● **Task instructions**
When the string "below" appears in a line of the records, show the whole line.
··· Data records ···
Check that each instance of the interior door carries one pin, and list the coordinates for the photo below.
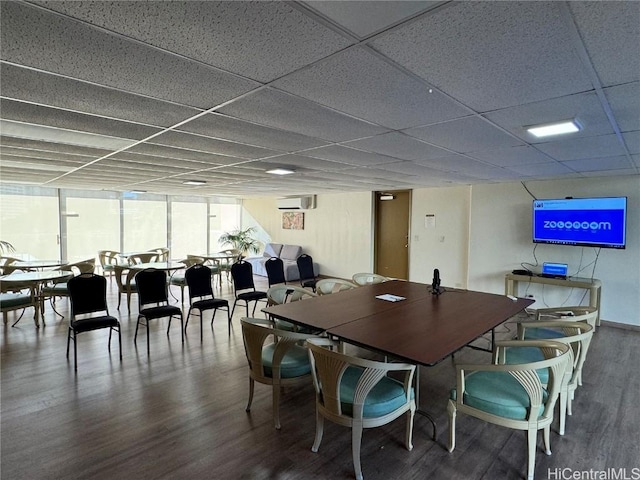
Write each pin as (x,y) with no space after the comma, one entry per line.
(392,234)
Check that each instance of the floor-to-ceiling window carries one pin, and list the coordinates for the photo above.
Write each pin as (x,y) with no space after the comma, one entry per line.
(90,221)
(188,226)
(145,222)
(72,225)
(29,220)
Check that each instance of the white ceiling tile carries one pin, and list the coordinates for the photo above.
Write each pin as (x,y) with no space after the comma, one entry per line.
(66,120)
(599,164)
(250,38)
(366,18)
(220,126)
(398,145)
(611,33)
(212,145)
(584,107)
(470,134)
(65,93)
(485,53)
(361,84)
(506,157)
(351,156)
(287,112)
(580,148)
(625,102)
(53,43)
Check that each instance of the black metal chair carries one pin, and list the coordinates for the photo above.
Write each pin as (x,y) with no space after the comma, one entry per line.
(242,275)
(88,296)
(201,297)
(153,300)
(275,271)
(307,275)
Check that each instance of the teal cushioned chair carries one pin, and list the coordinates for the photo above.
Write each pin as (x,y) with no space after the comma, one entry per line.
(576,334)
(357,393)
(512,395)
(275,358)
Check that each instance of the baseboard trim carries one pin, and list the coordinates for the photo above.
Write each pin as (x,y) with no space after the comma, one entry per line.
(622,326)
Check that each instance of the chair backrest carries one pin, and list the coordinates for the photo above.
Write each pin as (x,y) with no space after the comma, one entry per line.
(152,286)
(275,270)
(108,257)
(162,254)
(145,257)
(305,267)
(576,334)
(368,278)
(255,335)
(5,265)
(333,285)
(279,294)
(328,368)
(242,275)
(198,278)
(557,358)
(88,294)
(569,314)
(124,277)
···
··· Data records ···
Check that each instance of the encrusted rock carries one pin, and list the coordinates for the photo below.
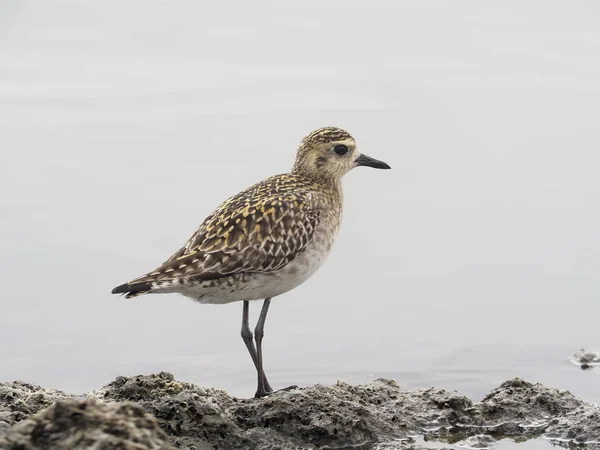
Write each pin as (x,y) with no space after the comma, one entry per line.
···
··· Data records ···
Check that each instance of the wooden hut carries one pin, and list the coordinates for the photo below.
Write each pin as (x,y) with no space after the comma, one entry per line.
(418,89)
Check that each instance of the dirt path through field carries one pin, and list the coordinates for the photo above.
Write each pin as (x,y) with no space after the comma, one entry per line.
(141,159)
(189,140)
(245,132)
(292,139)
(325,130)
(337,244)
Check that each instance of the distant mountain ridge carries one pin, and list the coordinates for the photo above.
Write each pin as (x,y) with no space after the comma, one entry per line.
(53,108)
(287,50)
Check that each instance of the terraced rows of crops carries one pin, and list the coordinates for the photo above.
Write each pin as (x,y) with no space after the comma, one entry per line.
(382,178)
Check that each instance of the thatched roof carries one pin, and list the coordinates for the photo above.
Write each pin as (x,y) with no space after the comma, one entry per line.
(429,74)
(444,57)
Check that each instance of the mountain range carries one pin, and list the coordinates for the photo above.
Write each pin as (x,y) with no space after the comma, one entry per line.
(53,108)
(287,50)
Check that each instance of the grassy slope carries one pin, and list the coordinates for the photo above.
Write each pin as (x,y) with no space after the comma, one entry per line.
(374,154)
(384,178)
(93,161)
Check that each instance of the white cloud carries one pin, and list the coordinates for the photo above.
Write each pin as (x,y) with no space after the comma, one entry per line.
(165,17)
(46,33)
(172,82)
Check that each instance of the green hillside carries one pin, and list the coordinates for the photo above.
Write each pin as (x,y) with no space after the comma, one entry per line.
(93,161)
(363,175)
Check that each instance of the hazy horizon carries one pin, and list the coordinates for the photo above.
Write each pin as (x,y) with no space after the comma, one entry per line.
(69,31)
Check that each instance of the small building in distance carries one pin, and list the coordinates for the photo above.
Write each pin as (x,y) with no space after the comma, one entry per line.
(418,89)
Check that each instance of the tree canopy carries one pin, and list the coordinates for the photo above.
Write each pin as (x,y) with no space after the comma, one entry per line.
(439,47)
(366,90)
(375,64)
···
● **Reply to the task**
Check that each instance of the interior door carries one pin, and list the coordinates for the photo below.
Check that each instance of the encrusted rock carries one pin, and list the coordinates for the photo below.
Check that each instance of the wooden hut carries one pin, and list the coordinates for the photo below.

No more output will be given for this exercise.